## Exercise description
Among the entries, which lines carry the string "pinpoint"? Copy each of them.

## Data extracts
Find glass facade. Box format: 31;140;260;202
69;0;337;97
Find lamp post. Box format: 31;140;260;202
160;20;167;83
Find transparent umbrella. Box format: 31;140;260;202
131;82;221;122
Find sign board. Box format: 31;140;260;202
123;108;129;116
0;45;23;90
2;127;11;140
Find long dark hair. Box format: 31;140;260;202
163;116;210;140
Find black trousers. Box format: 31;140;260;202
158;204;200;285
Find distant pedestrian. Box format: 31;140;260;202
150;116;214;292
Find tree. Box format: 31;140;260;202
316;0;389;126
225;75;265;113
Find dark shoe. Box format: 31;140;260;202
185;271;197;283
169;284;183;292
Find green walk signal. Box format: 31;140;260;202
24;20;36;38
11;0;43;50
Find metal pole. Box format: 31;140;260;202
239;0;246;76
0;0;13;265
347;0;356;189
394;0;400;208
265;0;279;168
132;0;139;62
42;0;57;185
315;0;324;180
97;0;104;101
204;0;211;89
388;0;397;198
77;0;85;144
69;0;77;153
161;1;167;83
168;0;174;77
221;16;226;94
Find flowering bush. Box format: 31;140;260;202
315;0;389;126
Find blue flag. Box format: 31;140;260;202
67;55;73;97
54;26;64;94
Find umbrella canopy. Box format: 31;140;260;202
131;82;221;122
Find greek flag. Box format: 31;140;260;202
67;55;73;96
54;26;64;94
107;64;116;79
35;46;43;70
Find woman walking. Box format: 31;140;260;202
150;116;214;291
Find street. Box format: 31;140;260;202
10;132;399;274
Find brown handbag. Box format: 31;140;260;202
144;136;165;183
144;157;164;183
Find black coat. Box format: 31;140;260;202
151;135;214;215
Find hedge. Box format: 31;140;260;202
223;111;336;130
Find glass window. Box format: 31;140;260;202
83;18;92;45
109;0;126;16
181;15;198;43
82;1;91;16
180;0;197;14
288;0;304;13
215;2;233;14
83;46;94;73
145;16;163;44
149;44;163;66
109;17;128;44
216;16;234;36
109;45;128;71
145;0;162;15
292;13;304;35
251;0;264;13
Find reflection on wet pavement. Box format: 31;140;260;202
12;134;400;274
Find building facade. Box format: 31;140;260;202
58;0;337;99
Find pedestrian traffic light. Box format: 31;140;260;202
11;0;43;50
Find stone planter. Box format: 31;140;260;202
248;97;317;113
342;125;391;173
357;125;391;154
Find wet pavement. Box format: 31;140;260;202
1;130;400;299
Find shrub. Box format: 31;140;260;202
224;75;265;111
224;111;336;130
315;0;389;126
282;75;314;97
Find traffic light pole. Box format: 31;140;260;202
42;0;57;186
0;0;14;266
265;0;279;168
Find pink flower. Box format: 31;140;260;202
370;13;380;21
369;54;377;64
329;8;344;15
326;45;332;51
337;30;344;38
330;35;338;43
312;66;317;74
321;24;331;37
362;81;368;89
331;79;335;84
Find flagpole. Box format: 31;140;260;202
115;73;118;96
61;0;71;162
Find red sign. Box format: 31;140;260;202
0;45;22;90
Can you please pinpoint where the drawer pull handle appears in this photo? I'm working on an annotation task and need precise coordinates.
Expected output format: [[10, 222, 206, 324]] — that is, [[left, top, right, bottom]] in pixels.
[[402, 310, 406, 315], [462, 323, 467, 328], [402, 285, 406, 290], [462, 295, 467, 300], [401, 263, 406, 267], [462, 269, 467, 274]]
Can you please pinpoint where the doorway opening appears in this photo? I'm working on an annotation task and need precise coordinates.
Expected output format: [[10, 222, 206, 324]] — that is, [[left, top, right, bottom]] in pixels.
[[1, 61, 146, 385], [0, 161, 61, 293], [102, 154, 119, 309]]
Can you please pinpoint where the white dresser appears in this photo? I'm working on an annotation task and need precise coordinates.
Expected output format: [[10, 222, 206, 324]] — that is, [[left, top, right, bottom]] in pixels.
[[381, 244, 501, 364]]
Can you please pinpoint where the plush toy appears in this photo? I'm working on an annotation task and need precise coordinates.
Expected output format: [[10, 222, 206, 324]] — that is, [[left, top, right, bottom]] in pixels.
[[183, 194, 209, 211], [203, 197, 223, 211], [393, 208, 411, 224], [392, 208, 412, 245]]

## Exercise response
Can you please pinpoint where the drawer pull handle appears in this photo? I'm working on an annotation task and need precise coordinates.
Can you please pinpoint where the doorway opening appears in this photo? I'm working on an annotation task and need precise coordinates.
Can you please pinpoint where the white dresser appears in this photo? I'm working on an annotation task and need precise coordinates.
Can you please pinpoint where the plush toy appears in this photo? I'm working on an annotation task and need precise coordinates.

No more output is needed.